- [Your objective] Go through the entries, filter for the word "foot", and copy every line that has it.
Start of Given data
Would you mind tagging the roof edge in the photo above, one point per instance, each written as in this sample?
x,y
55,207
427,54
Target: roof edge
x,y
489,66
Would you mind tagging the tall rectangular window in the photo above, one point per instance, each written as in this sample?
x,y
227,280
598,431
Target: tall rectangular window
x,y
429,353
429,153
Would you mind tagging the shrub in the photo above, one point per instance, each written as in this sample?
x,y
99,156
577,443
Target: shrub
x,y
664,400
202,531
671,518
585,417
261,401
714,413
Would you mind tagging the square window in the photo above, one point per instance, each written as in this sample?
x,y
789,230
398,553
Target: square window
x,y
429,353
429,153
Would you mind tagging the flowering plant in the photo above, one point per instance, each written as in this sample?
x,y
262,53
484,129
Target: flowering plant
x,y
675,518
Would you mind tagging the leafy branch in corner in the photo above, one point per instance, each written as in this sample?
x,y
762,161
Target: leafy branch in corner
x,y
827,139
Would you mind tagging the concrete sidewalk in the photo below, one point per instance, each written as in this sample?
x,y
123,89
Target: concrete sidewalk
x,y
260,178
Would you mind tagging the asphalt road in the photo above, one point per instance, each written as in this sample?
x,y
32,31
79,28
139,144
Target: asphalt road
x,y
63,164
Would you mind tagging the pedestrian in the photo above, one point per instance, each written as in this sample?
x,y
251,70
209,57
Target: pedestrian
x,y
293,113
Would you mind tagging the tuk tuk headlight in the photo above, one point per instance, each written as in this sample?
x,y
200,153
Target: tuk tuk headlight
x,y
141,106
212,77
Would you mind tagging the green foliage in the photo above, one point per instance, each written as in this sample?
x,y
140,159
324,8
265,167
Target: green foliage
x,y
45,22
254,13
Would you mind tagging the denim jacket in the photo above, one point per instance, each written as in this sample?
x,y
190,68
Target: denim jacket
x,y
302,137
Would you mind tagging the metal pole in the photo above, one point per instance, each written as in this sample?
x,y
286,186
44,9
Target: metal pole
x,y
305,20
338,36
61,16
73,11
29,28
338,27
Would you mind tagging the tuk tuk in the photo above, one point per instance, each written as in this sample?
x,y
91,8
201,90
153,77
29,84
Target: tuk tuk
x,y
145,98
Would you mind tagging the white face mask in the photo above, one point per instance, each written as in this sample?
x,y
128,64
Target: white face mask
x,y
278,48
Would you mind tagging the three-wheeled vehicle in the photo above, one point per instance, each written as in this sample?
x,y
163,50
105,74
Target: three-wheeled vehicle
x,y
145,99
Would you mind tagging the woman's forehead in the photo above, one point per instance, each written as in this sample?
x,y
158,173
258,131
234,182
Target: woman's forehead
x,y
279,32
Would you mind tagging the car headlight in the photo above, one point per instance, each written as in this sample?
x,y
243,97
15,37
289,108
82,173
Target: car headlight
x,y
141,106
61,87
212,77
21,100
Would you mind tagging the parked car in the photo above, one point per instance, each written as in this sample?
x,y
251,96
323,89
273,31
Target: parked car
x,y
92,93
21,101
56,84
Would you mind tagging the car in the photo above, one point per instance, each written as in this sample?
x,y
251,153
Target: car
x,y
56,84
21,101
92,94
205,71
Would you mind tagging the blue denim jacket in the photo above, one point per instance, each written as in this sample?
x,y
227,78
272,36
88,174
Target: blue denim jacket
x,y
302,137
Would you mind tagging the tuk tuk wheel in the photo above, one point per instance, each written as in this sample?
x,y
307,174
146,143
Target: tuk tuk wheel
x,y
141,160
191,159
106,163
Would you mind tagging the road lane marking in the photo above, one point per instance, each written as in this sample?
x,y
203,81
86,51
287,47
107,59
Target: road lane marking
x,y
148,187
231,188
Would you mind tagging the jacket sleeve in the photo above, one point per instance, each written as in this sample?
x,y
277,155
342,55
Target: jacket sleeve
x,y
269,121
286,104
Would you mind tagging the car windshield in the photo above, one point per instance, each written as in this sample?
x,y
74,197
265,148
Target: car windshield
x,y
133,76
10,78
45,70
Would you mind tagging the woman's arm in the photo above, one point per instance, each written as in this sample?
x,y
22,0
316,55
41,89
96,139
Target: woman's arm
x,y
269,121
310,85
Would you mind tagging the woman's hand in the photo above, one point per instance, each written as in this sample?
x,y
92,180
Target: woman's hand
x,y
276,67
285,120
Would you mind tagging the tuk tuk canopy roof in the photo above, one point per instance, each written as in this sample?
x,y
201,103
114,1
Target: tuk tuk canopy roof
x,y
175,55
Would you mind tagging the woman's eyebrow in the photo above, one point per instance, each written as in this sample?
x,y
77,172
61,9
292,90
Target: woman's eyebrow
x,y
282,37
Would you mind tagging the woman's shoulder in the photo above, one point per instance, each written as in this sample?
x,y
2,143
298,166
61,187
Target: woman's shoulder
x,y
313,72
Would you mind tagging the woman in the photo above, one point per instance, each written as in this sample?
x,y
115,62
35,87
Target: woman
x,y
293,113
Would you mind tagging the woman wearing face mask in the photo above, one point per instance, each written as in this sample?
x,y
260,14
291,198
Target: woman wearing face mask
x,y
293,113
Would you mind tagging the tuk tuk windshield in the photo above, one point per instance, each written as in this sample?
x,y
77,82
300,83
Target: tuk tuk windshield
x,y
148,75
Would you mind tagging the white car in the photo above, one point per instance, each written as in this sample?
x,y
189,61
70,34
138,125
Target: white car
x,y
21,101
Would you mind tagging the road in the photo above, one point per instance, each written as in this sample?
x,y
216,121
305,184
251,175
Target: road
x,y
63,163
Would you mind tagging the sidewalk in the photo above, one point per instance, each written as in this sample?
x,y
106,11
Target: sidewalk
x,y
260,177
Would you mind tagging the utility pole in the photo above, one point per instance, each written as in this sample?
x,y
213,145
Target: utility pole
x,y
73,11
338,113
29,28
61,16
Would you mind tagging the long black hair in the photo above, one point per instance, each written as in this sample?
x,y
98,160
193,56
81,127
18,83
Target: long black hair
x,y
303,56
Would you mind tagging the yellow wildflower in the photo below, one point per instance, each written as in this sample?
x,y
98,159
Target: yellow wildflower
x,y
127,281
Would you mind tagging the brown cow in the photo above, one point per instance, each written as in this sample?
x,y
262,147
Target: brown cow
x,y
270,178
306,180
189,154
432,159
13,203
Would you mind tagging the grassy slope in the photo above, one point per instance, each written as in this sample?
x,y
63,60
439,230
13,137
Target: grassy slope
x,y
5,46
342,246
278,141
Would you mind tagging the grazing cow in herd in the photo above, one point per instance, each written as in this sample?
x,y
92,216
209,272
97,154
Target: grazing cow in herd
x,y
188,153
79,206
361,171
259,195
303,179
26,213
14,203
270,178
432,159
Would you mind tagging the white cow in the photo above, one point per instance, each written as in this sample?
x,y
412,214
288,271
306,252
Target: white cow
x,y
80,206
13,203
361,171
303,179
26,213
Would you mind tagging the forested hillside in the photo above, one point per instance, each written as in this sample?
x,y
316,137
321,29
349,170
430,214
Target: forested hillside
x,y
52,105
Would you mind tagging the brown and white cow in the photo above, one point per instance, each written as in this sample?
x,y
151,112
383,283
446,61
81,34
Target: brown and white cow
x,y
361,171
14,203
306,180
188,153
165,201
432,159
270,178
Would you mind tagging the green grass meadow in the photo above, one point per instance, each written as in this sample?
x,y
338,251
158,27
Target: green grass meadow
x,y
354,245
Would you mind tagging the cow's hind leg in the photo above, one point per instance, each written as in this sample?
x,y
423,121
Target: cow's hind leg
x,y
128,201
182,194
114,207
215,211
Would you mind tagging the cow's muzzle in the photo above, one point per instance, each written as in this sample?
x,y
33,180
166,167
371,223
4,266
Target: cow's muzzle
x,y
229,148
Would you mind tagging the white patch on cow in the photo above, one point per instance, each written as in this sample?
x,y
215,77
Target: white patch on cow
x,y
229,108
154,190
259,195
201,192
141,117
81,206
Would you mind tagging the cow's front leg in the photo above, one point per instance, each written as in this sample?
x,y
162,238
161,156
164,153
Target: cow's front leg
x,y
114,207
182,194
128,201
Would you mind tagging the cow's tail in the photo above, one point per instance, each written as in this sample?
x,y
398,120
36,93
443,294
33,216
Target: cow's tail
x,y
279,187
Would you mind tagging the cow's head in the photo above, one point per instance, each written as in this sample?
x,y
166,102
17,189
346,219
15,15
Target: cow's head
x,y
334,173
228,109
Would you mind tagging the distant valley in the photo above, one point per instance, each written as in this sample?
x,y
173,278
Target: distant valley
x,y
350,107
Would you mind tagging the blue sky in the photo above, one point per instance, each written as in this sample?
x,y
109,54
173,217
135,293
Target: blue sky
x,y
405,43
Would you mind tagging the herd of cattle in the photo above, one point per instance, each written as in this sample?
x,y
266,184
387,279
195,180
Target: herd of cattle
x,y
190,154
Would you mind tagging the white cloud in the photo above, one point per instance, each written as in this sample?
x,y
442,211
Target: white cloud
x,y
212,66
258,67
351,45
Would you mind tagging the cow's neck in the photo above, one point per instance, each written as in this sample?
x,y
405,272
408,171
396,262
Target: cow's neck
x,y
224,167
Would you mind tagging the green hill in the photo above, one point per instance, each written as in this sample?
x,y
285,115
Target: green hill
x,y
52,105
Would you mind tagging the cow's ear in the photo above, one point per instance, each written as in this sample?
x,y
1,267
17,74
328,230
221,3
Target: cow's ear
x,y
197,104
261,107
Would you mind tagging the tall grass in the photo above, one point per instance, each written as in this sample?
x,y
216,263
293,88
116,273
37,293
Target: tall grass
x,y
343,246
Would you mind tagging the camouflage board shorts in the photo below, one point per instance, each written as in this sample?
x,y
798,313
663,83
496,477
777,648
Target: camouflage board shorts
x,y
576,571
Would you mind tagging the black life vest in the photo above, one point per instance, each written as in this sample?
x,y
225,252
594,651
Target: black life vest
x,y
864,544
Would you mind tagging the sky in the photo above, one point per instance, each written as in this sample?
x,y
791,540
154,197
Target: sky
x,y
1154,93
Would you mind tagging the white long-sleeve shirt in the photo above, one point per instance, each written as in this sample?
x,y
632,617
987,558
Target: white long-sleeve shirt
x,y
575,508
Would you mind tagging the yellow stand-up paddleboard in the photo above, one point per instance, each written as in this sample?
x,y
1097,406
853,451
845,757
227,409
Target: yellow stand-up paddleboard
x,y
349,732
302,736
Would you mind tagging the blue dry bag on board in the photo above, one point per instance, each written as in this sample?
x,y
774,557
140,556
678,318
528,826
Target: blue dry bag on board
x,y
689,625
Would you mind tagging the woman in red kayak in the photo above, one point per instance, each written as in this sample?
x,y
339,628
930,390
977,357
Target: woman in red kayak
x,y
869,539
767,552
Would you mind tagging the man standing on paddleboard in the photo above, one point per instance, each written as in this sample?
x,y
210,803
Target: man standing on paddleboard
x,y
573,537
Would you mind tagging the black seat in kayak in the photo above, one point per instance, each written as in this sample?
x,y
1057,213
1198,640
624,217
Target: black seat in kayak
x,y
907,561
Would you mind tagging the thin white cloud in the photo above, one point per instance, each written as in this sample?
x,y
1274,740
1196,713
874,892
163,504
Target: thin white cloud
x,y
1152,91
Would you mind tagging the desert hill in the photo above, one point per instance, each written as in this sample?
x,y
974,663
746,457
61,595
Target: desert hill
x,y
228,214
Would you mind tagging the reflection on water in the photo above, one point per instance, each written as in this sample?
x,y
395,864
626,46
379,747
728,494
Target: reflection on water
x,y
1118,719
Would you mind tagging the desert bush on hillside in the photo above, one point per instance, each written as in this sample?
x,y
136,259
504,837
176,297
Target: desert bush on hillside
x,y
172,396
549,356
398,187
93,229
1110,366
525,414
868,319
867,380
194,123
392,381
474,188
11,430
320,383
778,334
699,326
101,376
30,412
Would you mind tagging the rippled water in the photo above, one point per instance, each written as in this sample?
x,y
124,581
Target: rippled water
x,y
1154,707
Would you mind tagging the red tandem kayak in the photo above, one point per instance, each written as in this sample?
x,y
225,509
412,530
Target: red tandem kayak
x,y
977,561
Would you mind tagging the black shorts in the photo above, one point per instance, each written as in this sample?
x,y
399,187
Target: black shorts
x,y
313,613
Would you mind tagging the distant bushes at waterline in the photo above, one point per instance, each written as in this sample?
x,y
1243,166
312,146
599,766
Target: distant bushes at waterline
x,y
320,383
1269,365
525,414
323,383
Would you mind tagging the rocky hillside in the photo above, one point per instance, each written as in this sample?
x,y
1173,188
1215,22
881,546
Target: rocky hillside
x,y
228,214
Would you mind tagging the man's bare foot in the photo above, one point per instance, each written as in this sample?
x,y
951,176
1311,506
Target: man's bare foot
End of Given data
- [Result for this exercise]
Would you mind tagging the man's bare foot in the photo above, one point per instance, each written as in this sample?
Target: man's bare foot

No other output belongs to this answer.